■ Required actions
**a.** Please rewrite everything in the federal ecosystem services passage from "Examples of ecosystem" down to "planning process (22).", using "groups" in place of "categories".
**b.** Extend the federal ecosystem services passage with the next part, picking up after its final sentence.

■ Document extract
Few federal agencies are presently required to incorporate ecosystem services considerations in program planning or regulatory analysis although many have begun to do so on a voluntary basis, largely through pilot programs (Table 1). Once guidance on ecosystem services assessment is issued from the Executive Office of the President, agencies will have the impetus to apply these approaches to a greater degree and will begin to build capacity at the field level. The guidance will provide agencies that are early adopters of ecosystem service principles additional authority and support for expanding their pilot approaches.
Examples of ecosystem services-related activities in federal agencies
Agency motivations for including ecosystem services approaches fall into five general categories: (i) enhancing investment in conservation and natural resource management, (ii) improving the cost-effectiveness of programs, (iii) making trade-offs transparent and avoiding unintended negative consequences of policy actions on ecosystems, (iv) enhancing resilience, and (v) supporting public participation in the planning process (22).
The National Ecosystem Services Partnership, sponsored by Duke University, worked with federal agencies over a 2-year period, concluding in December 2014, to develop an online guidebook for federal agencies on ecosystem services approaches, including case examples of the ways different agencies are currently using them (22). These case examples provide an overview of experiences in natural resource agencies, including the Bureau of Land Management, US Environmental Protection Agency (EPA), US Fish and Wildlife Service, US Forest Service (USFS), and NOAA.
At a programmatic level, USFS is a leader in institutionalizing ecosystem services approaches, largely due to specific guidance on ecosystem services in the 2012 US Forest Service Planning Rule (Box 1) (23). Other agency applications of these approaches span the range from habitat protection for the greater sage-grouse to energy infrastructure siting to habitat protection. They represent diverse geographies as well, from the Great Dismal Swamp National Wildlife Refuge in North Carolina and Virginia, to the San Diego National Wildlife Refuge. In the coastal-marine environment, ecosystem services approaches are being piloted to understand the benefits of carbon sequestration in coastal wetlands, as well as to inform decisions related to coastal and marine planning. In a regulatory context, EPA is working to incorporate ecosystem services in quantifying the public welfare effects of air pollutants, particularly in the risk assessment and policy assessment for the review of secondary National Ambient Air Quality Standards for nitrogen oxides and sulfur oxides (24).

■ Recorded data

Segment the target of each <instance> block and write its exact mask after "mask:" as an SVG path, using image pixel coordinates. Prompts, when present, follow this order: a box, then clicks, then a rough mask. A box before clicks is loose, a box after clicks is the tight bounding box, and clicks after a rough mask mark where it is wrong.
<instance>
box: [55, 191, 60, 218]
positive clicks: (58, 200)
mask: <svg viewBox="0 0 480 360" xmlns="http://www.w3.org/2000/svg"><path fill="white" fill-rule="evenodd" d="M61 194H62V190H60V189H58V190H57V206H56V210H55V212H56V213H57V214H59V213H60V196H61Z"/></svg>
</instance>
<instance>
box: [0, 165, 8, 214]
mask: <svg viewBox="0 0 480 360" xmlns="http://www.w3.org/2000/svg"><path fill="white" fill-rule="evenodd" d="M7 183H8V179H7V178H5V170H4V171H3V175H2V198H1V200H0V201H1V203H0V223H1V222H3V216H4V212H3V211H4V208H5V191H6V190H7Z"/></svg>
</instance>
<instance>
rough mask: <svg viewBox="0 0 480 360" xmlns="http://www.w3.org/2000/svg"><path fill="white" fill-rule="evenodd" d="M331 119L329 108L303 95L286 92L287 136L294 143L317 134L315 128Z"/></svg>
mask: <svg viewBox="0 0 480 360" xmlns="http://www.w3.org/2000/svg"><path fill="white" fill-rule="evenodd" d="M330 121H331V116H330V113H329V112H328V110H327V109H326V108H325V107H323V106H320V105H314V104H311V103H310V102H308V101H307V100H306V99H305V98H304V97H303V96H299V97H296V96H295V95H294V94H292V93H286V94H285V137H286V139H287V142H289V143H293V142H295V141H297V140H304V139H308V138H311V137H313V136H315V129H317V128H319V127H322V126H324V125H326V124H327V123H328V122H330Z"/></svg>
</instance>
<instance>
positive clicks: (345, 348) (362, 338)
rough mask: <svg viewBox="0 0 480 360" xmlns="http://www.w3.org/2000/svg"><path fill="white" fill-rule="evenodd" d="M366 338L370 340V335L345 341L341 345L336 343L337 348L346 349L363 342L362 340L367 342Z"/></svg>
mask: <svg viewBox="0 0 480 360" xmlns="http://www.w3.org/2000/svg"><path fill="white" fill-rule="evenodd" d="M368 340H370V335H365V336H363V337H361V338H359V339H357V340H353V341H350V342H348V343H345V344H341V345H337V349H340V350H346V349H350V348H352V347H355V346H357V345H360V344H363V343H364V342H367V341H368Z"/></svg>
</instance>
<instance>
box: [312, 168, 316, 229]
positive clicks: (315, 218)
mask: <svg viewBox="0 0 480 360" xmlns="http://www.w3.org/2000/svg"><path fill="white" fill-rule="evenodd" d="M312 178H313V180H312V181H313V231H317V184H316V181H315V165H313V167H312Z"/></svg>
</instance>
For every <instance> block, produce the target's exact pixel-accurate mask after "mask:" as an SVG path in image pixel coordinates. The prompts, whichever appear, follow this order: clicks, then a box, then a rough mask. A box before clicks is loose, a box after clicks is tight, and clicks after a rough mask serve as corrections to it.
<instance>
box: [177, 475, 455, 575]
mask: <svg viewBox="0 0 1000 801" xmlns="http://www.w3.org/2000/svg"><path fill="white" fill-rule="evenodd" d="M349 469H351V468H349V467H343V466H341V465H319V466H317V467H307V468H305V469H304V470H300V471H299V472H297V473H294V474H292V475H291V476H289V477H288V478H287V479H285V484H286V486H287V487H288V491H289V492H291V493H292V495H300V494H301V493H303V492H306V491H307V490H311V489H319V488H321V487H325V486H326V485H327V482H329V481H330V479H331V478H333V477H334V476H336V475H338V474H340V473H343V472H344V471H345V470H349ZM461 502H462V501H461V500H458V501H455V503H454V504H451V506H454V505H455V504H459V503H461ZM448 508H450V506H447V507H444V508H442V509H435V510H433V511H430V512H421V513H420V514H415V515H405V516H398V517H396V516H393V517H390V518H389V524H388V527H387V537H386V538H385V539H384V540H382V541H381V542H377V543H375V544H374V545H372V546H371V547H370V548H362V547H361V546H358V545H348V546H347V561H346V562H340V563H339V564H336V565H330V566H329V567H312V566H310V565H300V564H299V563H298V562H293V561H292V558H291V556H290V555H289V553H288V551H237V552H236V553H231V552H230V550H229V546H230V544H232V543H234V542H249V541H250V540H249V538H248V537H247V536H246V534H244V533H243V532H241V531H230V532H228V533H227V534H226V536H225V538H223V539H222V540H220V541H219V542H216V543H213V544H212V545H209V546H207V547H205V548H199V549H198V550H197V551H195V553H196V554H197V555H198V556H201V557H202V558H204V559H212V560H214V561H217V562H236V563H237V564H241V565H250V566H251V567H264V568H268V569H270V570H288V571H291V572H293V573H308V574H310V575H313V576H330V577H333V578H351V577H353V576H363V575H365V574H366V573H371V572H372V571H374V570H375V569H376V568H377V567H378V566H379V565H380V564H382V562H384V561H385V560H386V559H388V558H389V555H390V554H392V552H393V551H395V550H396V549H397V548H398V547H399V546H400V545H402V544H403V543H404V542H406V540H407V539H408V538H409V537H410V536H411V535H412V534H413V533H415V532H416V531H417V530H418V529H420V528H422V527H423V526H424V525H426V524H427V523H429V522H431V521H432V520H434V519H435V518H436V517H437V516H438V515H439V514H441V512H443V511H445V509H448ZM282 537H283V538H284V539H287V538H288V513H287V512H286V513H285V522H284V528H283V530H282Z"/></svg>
...
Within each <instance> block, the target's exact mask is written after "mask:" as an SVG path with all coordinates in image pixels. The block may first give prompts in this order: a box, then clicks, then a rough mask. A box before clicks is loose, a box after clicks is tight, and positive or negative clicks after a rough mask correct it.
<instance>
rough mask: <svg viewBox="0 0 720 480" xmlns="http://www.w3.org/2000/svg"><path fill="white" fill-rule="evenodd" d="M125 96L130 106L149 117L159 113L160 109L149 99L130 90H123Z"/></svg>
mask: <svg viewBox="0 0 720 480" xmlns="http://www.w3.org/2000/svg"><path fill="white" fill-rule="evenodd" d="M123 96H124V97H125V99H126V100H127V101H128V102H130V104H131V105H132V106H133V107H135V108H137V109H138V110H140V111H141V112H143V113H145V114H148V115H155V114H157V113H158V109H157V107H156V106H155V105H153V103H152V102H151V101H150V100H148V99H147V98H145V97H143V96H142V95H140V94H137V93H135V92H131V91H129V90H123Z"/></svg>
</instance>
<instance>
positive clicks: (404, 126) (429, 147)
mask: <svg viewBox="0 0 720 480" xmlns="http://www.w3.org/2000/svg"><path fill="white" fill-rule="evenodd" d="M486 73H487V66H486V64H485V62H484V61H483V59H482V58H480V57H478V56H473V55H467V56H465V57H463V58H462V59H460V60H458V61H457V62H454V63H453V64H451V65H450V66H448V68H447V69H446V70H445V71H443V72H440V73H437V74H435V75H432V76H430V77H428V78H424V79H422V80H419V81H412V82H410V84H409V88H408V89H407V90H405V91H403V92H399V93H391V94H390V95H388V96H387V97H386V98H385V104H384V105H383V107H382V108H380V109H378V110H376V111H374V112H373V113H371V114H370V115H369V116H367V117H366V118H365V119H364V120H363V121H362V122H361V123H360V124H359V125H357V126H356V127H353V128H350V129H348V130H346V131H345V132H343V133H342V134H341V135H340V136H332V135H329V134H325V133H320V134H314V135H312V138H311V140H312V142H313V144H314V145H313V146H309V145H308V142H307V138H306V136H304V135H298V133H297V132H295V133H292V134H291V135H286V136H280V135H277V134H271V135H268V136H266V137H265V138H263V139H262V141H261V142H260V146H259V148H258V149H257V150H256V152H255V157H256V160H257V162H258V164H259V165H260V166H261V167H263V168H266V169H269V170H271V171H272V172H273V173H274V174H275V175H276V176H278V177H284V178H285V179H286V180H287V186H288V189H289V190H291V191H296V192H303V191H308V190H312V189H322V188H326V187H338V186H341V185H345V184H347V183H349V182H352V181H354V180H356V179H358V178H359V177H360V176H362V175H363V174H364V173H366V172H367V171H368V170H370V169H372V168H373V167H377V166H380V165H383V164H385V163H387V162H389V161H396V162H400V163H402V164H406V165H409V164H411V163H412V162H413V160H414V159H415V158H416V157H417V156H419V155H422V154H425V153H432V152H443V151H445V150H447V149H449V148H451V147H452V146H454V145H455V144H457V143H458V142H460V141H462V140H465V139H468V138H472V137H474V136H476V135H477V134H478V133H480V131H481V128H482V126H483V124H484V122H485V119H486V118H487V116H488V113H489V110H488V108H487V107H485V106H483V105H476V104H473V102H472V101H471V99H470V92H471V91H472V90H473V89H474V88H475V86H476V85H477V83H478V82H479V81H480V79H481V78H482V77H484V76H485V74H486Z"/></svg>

■ Answers to the problems
**a.**
Examples of ecosystem services-related activities in federal agencies
Agency motivations for including ecosystem services approaches fall into five general groups: (i) enhancing investment in conservation and natural resource management, (ii) improving the cost-effectiveness of programs, (iii) making trade-offs transparent and avoiding unintended negative consequences of policy actions on ecosystems, (iv) enhancing resilience, and (v) supporting public participation in the planning process (22).

**b.**
Institutionalizing ecosystem services approaches in US Forest Service programs and operations
The experience of the US Forest Service illustrates the power of an enabling policy directive in incentivizing innovation and application throughout an agency structure. Although ecosystem services concepts have influenced US Forest Service research, programs, and operations since 2006, the 2012 Planning Rule marked a key milestone in calling for addressing ecosystem services in forest plans, assessments, and project implementation.
After the completion of the draft Planning Rule, the National Ecosystem Services Strategy Team (NESST) was created to guide implementation of the Planning Rule. NESST was chartered to (i) develop a shared language and understanding of ecosystem services to clearly articulate the ecosystem services concept both within the agency and externally with Forest Service stakeholders, and (ii) assess opportunities to integrate ecosystem services approaches into Forest Service programs and activities through investigation of legal authorities, current guidance, best management practices, managerial tools, and needs and capacity requirements. To date, NESST has developed an inventory of Forest Service programs and activities with potential for integrating an ecosystem services approach into operations. These opportunities fall into three categories: analysis and decision making, measurement and reporting, and investment in ecosystem services partnerships.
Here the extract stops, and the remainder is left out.